* **PROVIDED INFORMATION**:
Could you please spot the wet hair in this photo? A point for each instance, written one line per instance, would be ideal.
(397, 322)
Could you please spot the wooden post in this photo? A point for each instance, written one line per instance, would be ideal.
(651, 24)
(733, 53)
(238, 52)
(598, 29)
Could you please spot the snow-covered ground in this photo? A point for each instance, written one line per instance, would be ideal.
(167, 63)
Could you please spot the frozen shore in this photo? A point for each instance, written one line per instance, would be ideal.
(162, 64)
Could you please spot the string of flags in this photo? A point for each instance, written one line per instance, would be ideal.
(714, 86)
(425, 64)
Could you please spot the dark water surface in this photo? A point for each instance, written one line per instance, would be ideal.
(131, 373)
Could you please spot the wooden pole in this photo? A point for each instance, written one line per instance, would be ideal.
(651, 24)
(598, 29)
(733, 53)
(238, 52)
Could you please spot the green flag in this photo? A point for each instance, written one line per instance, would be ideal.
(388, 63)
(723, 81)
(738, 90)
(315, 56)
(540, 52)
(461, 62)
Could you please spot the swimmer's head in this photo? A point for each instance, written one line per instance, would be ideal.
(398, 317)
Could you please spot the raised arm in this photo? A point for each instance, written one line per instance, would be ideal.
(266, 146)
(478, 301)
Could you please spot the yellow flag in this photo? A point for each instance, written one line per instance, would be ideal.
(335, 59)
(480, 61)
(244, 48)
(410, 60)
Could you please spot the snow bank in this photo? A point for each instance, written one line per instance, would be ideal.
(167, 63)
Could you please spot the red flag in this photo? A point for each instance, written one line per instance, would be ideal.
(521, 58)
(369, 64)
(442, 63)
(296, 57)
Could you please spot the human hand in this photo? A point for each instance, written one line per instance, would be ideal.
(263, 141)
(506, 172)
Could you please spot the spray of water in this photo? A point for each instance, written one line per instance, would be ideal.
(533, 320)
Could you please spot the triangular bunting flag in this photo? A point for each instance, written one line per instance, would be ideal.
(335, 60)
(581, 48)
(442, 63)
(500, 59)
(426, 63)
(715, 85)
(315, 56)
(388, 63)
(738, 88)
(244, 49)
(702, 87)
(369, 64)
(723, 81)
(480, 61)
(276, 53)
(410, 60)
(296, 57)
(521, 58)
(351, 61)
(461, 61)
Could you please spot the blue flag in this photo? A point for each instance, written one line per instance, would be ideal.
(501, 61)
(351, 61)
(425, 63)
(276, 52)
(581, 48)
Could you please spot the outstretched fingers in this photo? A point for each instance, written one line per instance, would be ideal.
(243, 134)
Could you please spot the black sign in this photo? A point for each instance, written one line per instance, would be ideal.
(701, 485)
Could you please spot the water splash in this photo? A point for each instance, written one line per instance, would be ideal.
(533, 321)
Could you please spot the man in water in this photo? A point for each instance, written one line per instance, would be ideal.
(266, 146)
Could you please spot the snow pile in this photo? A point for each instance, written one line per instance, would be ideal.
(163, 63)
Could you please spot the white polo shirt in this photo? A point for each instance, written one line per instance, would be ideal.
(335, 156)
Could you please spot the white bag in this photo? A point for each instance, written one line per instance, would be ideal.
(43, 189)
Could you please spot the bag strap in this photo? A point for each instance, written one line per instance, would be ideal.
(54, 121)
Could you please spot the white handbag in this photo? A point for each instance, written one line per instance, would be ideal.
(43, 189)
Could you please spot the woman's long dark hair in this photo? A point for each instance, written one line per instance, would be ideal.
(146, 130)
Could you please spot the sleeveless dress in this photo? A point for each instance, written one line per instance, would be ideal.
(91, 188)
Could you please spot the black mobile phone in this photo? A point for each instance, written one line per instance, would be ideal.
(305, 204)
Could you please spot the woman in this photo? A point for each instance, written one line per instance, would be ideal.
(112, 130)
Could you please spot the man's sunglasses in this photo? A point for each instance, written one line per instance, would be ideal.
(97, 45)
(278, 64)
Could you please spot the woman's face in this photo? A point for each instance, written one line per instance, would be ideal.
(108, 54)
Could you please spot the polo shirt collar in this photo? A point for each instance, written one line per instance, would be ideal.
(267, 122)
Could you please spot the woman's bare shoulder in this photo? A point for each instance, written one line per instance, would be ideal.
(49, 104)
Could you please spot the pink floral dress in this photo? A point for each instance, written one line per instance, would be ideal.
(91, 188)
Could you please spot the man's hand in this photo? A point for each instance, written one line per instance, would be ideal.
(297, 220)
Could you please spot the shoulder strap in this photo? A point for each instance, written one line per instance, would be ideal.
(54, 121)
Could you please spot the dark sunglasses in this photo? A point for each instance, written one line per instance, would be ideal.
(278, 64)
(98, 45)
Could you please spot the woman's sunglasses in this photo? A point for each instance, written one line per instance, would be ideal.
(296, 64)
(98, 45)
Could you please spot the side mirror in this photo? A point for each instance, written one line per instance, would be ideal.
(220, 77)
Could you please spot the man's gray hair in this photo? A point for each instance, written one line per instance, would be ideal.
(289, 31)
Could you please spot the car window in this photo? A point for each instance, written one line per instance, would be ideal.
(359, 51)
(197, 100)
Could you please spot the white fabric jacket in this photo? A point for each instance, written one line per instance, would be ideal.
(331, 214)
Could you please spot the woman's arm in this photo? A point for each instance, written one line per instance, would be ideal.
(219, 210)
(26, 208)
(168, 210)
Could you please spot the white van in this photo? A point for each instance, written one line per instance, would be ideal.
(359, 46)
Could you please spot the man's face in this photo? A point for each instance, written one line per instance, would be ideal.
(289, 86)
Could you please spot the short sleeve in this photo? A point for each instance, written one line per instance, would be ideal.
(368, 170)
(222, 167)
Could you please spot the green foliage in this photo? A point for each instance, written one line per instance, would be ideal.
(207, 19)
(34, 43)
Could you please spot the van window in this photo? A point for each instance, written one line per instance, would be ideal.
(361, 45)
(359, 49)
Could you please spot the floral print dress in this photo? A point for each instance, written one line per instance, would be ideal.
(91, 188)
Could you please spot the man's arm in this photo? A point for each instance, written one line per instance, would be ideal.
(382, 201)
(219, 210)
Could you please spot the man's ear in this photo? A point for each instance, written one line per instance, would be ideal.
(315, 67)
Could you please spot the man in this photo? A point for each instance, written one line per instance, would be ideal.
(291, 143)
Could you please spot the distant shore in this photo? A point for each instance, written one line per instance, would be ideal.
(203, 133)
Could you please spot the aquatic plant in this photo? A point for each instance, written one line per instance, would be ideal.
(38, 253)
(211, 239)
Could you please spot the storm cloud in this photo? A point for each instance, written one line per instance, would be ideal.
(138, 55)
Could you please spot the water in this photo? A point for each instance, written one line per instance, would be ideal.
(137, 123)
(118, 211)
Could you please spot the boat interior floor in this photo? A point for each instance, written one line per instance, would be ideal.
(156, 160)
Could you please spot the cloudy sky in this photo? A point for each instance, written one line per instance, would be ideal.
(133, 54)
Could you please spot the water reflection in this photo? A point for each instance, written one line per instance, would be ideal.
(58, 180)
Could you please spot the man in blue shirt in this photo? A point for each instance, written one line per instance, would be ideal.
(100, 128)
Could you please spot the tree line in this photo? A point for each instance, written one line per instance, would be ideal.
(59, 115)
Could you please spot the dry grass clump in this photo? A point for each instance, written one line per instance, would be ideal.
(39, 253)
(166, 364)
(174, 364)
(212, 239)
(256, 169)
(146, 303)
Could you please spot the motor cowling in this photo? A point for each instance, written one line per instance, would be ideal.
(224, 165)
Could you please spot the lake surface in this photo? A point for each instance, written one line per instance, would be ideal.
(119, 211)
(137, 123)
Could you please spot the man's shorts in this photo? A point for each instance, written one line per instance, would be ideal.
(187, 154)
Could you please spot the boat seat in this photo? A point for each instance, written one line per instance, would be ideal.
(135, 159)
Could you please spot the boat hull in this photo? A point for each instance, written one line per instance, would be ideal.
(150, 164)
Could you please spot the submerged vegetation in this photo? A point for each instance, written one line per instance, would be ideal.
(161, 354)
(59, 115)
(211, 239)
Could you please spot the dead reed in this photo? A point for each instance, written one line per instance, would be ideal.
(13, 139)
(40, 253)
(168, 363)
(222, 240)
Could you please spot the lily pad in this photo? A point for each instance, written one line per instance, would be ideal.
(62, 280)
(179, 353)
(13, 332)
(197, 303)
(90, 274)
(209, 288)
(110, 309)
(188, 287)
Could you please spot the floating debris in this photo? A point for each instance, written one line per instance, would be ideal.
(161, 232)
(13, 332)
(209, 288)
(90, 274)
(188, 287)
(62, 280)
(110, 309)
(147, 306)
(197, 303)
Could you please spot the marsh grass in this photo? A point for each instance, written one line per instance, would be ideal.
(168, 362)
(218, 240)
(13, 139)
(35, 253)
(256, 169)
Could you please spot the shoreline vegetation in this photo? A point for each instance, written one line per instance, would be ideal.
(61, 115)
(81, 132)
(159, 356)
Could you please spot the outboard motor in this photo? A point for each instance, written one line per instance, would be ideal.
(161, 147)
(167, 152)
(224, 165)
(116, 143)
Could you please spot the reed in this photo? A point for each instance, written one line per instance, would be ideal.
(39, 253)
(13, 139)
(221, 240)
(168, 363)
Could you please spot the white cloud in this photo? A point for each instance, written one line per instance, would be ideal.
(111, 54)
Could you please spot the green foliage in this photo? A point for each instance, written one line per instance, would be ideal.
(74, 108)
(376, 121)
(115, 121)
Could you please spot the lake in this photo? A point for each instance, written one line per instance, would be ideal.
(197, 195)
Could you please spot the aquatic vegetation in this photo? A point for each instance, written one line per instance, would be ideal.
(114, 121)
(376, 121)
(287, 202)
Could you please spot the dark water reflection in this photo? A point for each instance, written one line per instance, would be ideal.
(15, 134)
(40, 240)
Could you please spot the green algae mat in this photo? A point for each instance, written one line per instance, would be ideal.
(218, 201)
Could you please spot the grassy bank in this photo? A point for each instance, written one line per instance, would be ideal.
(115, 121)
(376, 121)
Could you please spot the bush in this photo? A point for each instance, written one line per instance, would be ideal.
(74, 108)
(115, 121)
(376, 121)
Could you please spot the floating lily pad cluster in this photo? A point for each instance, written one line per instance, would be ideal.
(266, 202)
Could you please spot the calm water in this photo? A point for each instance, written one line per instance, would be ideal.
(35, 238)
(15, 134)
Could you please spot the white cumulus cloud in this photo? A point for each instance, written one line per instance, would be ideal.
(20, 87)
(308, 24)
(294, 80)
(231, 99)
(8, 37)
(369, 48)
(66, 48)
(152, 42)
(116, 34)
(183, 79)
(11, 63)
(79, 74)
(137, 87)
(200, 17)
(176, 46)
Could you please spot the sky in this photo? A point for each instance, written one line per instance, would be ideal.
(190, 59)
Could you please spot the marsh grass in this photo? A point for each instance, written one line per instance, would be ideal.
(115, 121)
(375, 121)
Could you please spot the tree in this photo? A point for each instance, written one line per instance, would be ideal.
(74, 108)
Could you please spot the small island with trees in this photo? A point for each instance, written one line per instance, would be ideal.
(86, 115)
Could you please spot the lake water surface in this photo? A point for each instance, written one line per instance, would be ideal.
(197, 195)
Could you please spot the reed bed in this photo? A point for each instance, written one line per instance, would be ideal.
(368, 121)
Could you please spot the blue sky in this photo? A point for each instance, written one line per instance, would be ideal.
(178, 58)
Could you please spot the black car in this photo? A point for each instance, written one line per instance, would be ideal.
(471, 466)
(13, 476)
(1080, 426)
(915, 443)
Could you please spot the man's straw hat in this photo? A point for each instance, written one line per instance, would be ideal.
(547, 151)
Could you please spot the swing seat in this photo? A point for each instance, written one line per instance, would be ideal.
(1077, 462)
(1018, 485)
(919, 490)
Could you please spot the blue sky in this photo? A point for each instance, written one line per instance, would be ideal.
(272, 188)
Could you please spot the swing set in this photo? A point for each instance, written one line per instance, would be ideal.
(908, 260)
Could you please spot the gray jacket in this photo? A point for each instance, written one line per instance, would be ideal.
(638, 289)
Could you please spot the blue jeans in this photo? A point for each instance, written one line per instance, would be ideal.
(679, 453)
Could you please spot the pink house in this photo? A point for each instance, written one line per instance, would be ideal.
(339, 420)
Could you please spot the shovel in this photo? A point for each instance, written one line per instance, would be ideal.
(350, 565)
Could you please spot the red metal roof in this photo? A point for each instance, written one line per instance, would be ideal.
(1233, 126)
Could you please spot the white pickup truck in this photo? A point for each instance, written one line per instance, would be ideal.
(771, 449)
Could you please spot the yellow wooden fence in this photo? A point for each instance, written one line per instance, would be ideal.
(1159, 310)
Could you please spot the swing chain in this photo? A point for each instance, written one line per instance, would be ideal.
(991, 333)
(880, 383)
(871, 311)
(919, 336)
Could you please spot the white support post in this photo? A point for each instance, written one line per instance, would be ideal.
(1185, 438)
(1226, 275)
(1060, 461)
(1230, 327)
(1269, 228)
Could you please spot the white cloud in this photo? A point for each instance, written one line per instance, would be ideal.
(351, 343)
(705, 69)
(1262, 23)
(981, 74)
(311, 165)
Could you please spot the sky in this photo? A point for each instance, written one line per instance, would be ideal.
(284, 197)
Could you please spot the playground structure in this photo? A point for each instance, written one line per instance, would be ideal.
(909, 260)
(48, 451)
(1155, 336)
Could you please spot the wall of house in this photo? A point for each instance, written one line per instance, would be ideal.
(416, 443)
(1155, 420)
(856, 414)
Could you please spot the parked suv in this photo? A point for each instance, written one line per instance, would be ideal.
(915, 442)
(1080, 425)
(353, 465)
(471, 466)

* **AIM OF THE TASK**: Everything from the line with "Could you please spot the blue jeans" through the last line of the material above should be echoed exactly, and nothing else.

* **ANSWER FOR THIS EXERCISE**:
Could you please spot the blue jeans in this photo? A point for each instance, written one line per instance, would be ideal.
(679, 453)
Could you please spot the pink house in this photo? A point for each instance, written one line per instance, would be ideal.
(339, 420)
Could you please spot the shovel in this photo? A point for each instance, written one line per instance, would be ideal.
(350, 565)
Could you please spot the red metal roof in this photo? A point for each instance, written one line per instance, would be ideal.
(1233, 126)
Could you please spot the white pickup truck in this photo? A point for each instance, written one line per instance, would be ideal.
(771, 449)
Could you please spot the yellow wooden fence in this photo? A point for each instance, written one line per instance, would be ideal.
(1159, 310)
Could you please spot the swing chain in this photo? A point for each instance, written one line per instance, would be ideal.
(991, 333)
(880, 383)
(871, 311)
(919, 336)
Could you please spot the white support post in this photo? A point for each instance, written one line per instance, would be ideal.
(1185, 438)
(1226, 275)
(1060, 461)
(1230, 327)
(1269, 228)
Could you please spot the white cloud in this photo? A point for each instance, written one line per instance, would be ideal.
(351, 343)
(705, 69)
(1262, 23)
(981, 74)
(311, 165)
Could you please spot the sky in this photo? A point for each instance, written one line per instance, would be ideal.
(284, 197)
Could you please spot the playground structure in this photo? A point for each instance, written one line per instance, would be ideal.
(909, 260)
(48, 451)
(1155, 336)
Could you please spot the wall of house in this photo? A point for each instance, written one line per instance, would be ideal.
(416, 443)
(1155, 420)
(856, 414)
Could you please spot the parked suv in this photo? A point for each instance, written one line per instance, would be ideal.
(915, 442)
(1080, 425)
(353, 465)
(471, 466)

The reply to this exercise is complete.